:: What this task involves ::
The answer must be every line from the entries below that contains "beige".

[Collected data]
---*---
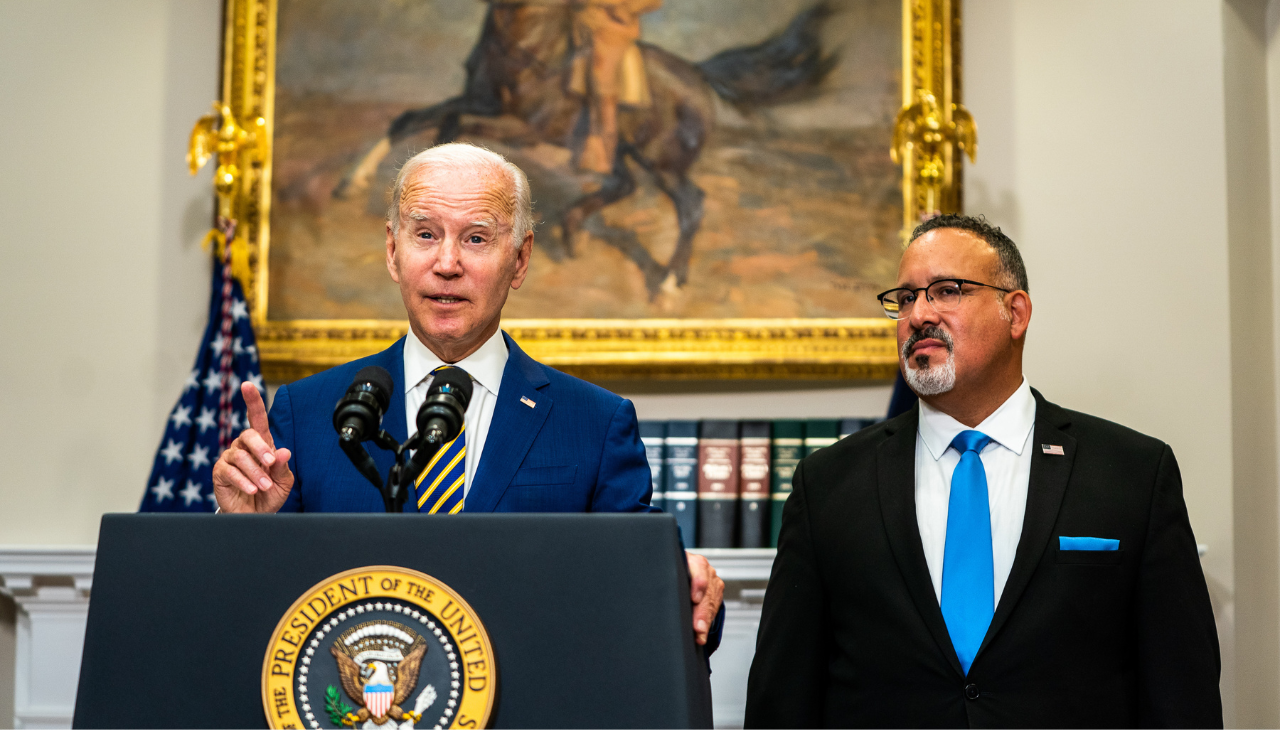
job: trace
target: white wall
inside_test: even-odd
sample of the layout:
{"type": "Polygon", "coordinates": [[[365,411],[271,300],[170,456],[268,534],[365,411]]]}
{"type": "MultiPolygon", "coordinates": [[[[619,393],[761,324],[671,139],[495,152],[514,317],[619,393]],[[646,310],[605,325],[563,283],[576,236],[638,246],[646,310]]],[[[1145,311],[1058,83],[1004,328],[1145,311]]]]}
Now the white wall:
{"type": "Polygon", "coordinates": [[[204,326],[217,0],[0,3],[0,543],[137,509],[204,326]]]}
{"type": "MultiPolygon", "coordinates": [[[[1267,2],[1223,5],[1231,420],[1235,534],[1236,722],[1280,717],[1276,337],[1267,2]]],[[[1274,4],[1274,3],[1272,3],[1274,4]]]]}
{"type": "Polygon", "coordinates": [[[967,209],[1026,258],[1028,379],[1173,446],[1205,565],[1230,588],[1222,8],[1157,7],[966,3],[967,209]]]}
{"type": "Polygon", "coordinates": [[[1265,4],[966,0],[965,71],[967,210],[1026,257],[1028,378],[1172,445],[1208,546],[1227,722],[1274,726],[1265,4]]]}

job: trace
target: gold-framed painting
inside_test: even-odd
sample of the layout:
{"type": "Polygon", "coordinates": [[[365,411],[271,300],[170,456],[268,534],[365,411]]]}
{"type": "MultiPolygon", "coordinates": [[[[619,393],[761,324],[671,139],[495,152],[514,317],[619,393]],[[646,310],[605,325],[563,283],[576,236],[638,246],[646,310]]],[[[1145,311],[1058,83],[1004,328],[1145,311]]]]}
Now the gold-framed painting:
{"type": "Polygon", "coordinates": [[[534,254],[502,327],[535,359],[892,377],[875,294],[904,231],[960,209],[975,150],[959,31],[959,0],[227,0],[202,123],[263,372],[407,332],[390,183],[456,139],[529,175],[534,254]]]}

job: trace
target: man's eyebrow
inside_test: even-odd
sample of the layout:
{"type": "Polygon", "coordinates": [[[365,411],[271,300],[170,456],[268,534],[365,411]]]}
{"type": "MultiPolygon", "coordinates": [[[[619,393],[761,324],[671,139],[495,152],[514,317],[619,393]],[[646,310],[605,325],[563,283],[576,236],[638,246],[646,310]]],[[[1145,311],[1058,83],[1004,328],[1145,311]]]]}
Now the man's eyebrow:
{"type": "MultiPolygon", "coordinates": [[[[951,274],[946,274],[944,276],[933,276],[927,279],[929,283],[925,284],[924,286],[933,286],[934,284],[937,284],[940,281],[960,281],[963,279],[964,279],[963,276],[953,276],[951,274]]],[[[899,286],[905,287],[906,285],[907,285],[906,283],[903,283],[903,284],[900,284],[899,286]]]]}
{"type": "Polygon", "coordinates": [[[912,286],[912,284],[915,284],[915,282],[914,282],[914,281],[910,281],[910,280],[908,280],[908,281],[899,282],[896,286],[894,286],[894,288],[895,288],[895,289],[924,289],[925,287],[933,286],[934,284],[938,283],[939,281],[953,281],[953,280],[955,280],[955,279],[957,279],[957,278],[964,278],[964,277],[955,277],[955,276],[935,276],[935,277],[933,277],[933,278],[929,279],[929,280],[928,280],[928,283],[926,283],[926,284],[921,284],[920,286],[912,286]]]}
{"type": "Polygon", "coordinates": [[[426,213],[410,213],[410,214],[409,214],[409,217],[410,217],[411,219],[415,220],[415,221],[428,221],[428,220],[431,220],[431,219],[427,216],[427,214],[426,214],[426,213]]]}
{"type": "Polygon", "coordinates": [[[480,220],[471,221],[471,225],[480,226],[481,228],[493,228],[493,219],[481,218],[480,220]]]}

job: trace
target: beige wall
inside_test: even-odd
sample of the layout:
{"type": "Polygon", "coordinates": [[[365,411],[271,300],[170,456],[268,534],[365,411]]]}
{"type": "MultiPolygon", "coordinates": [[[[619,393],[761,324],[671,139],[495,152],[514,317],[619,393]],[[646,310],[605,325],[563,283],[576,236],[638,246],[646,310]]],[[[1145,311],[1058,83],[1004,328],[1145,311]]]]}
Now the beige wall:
---*---
:: Response box ::
target: beige wall
Now the beige wall:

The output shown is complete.